[SELECTED EXTRACT]
□ □ □

The political leaders met in Singapore in an emergency meeting of the Association of Southeast Asian Nations (ASEAN). The South Asian countries will work together to coordinate the aid efforts which will include allowing of medical teams and aid workers into Myanmar, Singapore's Foreign Minister George Yeo said.
Myanmar’s military rulers have been reluctant to foreign aid so far despite the catastrophic impact the cyclone had on the country. The foreign organizations that managed to offer their assistance to those who needed it in Myanmar had problems of getting their personnel across the border. Many of those involved in the relief effort are still skeptics about Myanmar’s readiness to open up to outside aid agencies.
However, the ASEAN emergency meeting offered an indication that the position of the military leaders may change.
Lord Malloch-Brown, a British Foreign Office minister, said he believes the military junta will make some “dramatic steps …to open up.”

□ □ □

[DATA EXTRACT]
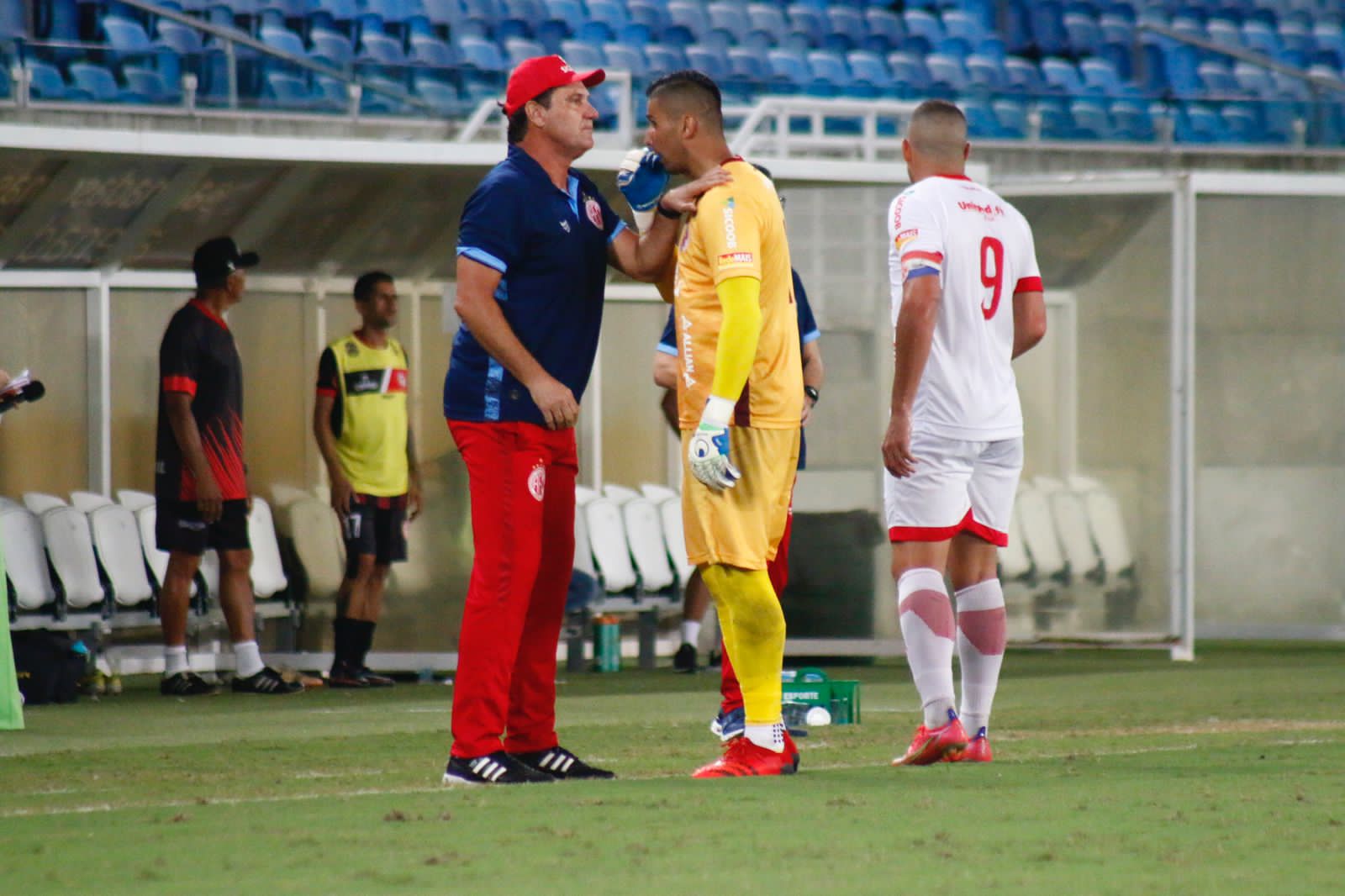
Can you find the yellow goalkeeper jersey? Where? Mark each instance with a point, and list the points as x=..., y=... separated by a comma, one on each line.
x=737, y=232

□ □ □

[WHAT YOU NEED TO DO]
1. In the ASEAN Myanmar article, who is identified as Singapore's Foreign Minister?
2. From the ASEAN Myanmar article, set down everything from "The political leaders" down to "outside aid agencies.".
3. Carry on the ASEAN Myanmar article from the point where it stops.

[ANSWERS FOR THE EXERCISE]
1. George Yeo.

2.
The political leaders met in Singapore in an emergency meeting of the Association of Southeast Asian Nations (ASEAN). The South Asian countries will work together to coordinate the aid efforts which will include allowing of medical teams and aid workers into Myanmar, Singapore's Foreign Minister George Yeo said.
Myanmar’s military rulers have been reluctant to foreign aid so far despite the catastrophic impact the cyclone had on the country. The foreign organizations that managed to offer their assistance to those who needed it in Myanmar had problems of getting their personnel across the border. Many of those involved in the relief effort are still skeptics about Myanmar’s readiness to open up to outside aid agencies.

3.
The foreign ministries of 10 countries members of ASEAN attended the meeting in Singapore. ASEA has been recently criticized for not putting enough pressure on the Burmese junta to allow aid to its suffering people. Myanmar is also a member of ASEAN.
Myanmar’s Irrawaddy River delta region was hit by Tropical Cyclone Nargis 17 days ago. The tropical storm killed nearly 134,000 people and left hundreds of thousands without shelter.
The U.N. also estimated that nearly 1.6 million to 2.5 million survivors need urgent help consisting in food, water, shelter and medicine.